This summer I was lucky enough to be a part of the Girls in Science program at Woods Hole. We got to do some research and learn many cool things and it wasn’t like “going to school” at all, despite what you may think.
It all started with an application. And once I found out I was accepted, I was so excited for the summer, but I also was a little anxious at first. The program is funded by Earthwatch Institute and Woods Hole Sea Grant, and was mostly marine biology focused, where we got to have hands-on experience doing things such as building our own hydrophones and sorting out dolphin acoustic whistle data.
But we also got to speak to many amazing women of science, technology, engineering, the arts and mathematics (STEAM) and really hear their stories too. And throughout the whole experience we were encouraged to also think about our story of STEAM, and what it meant to us. That was what sparked my interest in the first place, the idea of getting to continue and share my own story with others who share the same interest as me.
From the very beginning, when I had met the other nine girls I would be spending a whole week with, I knew this was going to be a special and great experience. We just bonded so well, that it felt more like we knew each other for a while. And this sense of comfort and closeness, really made sharing ideas with one another during discussions or when we collaborated in groups so much more fun and interesting. And I do have to admit, it was hard to say goodbye to these amazing young women, who are sure to be the best women in STEAM that the world would ever know.
Even the learning that we did was so intriguing and interactive, that it didn’t feel like we were doing any work. We got to learn about how dolphin whistles look and how to identify whistles through sorting samples of them. And as I previously said, we also got to build our own hydrophones! My partner and I had gotten the chance to test out our hydrophones by kayaking in the ocean at the Cape. It's amazing seeing how you can make something to get to know things better, and the kayaking was just a bonus. And even though we didn’t pick up any dolphin whistles, it was a cool experience that I will always remember. Being able to do it with a partner made figuring out how to build our hydrophones more collaborative, and great.

========================================

YOUR INSTRUCTIONS
According to the account of the Girls in Science program above, which organizations fund the program?

========================================

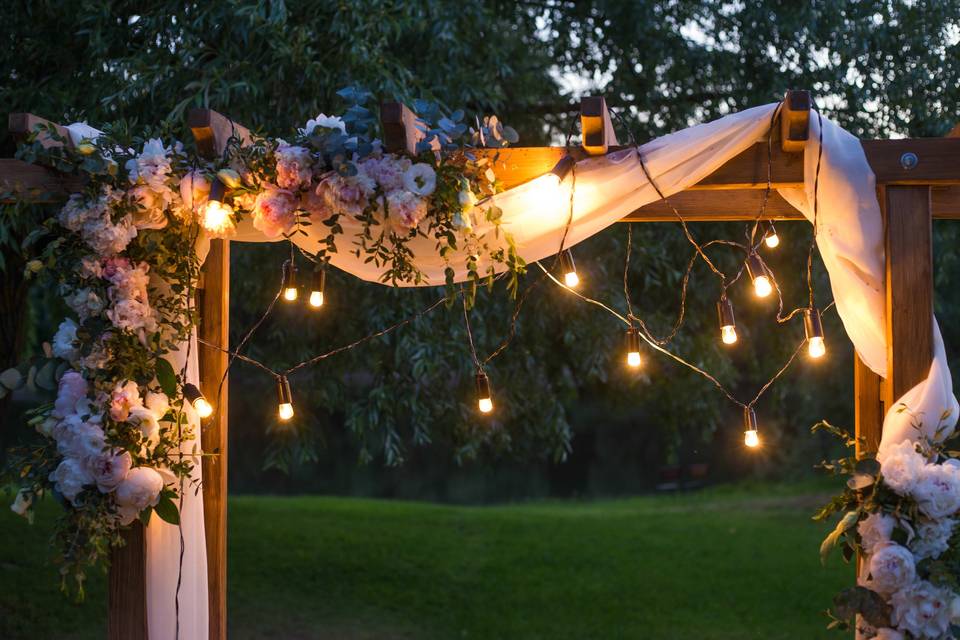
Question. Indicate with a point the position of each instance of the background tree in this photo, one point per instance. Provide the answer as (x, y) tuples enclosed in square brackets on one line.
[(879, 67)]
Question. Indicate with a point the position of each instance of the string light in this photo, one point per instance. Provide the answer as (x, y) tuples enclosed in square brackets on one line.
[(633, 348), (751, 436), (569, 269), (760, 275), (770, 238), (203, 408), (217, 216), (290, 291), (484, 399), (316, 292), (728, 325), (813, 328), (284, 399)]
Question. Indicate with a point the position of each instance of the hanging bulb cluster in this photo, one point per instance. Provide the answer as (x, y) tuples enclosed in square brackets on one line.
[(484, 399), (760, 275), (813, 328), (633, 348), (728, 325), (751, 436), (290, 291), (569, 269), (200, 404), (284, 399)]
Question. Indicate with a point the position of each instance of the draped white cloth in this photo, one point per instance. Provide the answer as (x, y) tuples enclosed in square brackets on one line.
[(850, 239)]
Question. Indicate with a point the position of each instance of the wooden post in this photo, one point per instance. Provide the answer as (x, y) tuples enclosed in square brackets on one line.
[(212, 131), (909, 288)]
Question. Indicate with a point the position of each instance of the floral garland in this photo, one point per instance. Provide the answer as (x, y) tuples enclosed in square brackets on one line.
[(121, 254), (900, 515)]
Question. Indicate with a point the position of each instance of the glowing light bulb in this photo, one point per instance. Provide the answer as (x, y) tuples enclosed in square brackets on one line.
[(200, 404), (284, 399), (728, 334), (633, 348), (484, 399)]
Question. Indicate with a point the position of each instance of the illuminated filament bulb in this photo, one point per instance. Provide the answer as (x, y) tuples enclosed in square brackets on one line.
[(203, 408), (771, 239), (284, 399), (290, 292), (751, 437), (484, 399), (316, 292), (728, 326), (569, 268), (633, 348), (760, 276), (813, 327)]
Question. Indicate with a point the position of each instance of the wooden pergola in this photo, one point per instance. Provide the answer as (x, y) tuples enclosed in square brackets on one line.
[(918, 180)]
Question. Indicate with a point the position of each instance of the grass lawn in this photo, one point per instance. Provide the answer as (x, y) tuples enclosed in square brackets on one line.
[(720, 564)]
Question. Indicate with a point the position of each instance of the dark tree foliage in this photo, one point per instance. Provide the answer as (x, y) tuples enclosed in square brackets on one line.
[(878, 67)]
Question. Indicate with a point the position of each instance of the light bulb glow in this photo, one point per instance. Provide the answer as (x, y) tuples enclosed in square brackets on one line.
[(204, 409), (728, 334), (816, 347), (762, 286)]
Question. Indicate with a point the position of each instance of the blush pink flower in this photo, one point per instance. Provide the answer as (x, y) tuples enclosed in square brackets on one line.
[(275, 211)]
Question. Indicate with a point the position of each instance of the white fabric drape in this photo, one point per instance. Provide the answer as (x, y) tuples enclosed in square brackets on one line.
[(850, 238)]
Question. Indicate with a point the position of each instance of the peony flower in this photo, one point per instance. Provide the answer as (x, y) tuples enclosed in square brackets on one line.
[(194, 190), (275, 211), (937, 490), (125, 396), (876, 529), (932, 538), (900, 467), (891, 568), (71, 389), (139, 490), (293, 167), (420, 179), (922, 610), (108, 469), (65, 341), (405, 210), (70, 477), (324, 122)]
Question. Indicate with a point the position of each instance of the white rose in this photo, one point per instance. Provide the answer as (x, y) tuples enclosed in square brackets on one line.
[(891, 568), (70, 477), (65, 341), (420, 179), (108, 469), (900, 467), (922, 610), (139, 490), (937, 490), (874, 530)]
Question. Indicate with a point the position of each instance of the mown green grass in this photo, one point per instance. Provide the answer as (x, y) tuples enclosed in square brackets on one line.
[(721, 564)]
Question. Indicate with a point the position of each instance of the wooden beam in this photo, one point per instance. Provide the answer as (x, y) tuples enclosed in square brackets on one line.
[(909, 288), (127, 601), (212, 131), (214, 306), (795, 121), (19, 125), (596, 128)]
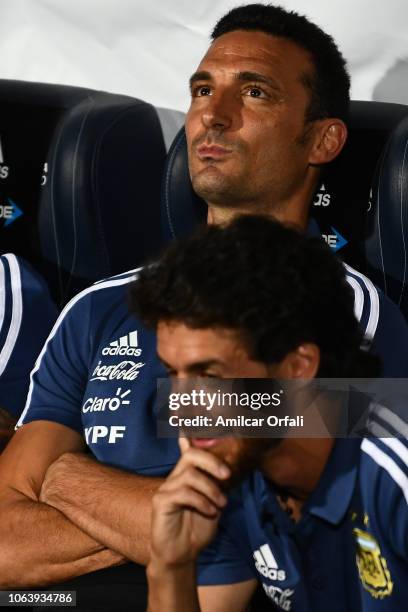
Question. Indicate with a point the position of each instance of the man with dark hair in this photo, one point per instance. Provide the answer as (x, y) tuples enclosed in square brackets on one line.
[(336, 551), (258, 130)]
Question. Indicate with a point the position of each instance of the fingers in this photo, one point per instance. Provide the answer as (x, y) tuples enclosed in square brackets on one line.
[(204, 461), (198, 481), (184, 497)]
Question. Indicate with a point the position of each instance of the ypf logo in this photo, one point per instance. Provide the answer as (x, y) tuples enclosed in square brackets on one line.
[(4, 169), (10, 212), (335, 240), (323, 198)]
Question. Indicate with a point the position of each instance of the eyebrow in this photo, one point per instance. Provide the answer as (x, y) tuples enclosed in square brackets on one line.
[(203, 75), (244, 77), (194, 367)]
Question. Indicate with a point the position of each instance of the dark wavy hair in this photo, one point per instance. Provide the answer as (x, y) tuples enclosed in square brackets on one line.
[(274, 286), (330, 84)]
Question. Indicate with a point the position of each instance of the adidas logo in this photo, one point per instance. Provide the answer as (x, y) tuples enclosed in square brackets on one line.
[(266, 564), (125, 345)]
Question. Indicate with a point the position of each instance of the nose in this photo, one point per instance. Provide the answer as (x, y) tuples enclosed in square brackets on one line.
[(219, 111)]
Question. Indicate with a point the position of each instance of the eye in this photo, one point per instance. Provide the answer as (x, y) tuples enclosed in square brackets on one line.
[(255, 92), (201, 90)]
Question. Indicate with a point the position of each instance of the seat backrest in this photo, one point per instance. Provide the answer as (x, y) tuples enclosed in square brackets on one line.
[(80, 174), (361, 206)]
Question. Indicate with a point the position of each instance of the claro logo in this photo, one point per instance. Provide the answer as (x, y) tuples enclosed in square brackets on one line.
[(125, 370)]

========================================

REPLY TO THE EXERCISE
Earthwatch Institute and Woods Hole Sea Grant.